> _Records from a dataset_
···
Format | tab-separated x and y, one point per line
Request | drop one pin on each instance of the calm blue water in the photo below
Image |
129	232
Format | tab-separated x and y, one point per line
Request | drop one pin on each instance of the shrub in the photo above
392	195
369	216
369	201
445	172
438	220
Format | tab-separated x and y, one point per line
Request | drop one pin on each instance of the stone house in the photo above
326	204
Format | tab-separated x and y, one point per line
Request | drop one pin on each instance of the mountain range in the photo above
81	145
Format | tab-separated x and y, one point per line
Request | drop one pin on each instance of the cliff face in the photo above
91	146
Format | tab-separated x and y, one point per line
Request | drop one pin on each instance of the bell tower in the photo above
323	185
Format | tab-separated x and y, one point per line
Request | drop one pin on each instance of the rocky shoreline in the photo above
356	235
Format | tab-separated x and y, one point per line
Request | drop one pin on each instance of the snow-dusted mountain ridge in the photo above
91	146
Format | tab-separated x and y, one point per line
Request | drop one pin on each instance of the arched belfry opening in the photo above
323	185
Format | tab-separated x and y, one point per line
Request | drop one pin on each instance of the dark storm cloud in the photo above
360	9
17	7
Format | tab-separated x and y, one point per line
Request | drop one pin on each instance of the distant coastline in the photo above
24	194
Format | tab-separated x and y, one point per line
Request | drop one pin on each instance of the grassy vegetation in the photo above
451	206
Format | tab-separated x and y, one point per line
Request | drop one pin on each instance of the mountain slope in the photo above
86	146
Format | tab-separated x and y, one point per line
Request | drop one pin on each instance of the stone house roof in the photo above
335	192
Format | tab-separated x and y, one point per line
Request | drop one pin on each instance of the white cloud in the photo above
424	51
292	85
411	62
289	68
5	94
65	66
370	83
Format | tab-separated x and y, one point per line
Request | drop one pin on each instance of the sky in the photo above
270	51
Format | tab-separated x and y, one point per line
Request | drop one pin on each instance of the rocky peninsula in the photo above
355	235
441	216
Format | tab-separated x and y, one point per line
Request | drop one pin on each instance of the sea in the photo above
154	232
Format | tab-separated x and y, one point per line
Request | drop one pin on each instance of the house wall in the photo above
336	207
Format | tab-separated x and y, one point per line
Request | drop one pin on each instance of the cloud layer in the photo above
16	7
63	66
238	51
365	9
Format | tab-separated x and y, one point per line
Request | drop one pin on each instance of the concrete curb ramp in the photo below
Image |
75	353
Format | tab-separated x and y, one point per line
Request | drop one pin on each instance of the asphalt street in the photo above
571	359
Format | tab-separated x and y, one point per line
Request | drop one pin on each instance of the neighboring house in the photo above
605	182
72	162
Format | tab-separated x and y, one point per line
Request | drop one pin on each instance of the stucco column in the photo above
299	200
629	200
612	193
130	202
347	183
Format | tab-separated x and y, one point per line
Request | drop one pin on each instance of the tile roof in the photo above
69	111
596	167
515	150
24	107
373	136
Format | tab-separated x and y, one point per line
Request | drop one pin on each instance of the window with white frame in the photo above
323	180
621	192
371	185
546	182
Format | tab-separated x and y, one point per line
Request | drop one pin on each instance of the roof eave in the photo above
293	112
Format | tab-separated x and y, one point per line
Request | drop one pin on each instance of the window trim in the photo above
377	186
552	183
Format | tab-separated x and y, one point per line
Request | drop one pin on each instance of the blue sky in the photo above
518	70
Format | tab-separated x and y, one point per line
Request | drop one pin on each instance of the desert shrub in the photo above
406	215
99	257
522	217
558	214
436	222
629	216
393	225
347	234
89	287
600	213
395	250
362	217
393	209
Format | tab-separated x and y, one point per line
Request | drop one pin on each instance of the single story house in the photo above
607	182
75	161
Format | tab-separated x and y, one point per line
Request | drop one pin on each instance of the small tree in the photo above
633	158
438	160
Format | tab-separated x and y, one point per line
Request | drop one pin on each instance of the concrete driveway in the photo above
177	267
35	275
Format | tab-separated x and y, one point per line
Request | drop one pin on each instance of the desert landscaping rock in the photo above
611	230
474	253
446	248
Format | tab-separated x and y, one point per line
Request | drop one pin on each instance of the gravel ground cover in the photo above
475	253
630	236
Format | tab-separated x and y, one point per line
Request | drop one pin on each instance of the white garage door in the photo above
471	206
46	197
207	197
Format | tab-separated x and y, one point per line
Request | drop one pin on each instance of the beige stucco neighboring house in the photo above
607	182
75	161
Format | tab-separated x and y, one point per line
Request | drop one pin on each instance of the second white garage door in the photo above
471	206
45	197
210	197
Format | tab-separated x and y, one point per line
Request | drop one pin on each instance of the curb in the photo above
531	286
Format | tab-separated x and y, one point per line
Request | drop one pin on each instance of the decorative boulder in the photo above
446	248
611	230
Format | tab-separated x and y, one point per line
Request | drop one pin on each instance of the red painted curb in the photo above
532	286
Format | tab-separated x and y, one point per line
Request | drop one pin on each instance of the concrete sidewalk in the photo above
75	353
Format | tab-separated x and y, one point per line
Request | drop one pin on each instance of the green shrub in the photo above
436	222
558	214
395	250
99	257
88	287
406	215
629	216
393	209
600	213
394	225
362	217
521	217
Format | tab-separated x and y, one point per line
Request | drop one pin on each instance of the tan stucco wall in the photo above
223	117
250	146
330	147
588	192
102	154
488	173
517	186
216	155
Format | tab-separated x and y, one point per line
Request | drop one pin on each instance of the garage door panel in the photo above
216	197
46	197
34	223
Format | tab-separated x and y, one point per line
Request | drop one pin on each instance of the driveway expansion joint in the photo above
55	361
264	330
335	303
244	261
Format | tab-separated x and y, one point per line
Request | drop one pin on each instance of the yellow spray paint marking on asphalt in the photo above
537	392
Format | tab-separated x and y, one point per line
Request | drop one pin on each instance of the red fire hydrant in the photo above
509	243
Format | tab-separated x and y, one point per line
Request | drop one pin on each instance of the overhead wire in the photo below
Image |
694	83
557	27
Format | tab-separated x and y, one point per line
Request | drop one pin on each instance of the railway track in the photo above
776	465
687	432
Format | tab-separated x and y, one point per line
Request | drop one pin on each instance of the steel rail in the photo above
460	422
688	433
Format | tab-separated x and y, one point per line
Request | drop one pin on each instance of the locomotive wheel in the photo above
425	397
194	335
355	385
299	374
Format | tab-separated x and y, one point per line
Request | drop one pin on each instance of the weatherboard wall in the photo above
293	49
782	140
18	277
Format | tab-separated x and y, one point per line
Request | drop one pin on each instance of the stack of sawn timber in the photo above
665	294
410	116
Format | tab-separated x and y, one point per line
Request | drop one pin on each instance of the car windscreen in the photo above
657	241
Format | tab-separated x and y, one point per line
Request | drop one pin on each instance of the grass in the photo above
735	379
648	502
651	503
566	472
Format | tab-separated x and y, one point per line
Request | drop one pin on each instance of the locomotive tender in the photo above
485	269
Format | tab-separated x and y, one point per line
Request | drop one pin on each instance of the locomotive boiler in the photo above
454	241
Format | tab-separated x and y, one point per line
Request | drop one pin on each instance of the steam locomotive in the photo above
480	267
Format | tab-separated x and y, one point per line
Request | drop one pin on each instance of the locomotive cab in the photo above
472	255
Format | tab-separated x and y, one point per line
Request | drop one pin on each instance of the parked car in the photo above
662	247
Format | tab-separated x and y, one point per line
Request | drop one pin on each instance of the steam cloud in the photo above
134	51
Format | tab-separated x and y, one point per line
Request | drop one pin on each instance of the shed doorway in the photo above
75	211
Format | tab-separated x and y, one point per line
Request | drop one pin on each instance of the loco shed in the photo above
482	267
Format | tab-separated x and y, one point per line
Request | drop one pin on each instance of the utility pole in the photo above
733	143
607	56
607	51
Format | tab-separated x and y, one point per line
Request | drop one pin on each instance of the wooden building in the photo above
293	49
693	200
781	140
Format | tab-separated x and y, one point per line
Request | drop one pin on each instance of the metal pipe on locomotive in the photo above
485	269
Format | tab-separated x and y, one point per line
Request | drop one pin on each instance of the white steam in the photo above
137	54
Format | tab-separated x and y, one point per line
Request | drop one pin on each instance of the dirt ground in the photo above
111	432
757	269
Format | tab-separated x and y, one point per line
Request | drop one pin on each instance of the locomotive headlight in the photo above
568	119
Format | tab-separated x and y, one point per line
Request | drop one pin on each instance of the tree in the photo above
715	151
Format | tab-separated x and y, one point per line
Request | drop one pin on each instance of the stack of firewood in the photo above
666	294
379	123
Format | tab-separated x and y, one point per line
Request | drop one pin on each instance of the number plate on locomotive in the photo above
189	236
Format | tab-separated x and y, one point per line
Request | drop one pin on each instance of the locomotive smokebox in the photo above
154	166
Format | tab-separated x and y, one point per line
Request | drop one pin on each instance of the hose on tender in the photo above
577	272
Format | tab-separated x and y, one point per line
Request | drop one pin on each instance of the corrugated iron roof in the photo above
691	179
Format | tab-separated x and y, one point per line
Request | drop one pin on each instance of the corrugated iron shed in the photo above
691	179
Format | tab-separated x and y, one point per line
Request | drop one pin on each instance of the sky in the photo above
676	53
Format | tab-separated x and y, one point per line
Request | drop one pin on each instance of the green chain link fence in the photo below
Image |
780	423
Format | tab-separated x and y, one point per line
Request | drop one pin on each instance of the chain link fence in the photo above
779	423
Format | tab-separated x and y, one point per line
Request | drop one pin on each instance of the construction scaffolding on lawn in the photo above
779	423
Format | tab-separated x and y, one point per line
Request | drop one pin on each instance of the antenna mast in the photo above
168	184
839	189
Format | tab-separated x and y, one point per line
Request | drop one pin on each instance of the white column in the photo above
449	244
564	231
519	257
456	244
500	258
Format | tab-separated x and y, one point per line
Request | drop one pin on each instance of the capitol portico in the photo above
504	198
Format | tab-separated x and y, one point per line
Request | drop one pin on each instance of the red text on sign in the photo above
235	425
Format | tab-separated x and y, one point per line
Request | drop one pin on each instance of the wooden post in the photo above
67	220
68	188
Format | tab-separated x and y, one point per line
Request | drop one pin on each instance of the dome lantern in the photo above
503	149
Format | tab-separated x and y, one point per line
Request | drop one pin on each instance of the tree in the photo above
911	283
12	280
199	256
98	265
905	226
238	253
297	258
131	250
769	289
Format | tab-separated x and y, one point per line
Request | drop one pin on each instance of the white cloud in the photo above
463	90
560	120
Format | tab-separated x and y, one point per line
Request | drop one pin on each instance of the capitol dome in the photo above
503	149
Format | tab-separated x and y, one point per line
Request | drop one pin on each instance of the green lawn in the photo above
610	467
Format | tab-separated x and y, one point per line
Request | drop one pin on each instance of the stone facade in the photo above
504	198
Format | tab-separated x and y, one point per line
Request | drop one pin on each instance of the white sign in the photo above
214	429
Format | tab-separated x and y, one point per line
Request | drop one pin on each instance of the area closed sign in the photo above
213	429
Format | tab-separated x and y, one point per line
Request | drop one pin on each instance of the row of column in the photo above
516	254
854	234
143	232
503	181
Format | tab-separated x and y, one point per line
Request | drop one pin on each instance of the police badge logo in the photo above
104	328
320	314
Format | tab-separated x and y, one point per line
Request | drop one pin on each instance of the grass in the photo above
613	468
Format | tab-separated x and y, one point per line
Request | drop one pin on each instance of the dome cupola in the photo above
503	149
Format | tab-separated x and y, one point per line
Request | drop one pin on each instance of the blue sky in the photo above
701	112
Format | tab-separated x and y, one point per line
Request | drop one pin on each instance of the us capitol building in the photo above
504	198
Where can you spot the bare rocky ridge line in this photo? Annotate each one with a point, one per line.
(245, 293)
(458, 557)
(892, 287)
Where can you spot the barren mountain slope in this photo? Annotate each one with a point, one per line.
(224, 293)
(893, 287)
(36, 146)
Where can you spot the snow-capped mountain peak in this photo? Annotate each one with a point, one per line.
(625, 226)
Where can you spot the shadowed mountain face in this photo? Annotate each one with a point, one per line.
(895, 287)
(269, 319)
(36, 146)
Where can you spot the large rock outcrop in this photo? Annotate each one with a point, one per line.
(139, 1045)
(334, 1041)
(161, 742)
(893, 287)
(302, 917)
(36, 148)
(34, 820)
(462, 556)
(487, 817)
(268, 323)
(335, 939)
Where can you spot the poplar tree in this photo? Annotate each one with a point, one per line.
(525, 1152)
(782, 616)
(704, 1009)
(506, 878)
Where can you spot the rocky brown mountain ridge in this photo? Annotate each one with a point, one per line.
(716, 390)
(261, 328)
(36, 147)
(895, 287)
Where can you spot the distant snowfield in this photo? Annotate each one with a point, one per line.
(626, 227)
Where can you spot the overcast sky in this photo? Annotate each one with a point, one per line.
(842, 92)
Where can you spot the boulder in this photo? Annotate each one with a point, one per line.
···
> _What is required_
The answer must be every line from the records above that contains the word "below", copied in full.

> _Solution to the exercise_
Request | drop one pin on each instance of the calm blue water in the photo below
Request | drop one pin on each instance of the concrete curb ramp in the photo below
Request | drop one pin on each instance of the overhead wire in the photo below
Request | drop one pin on each instance of the green chain link fence in the photo below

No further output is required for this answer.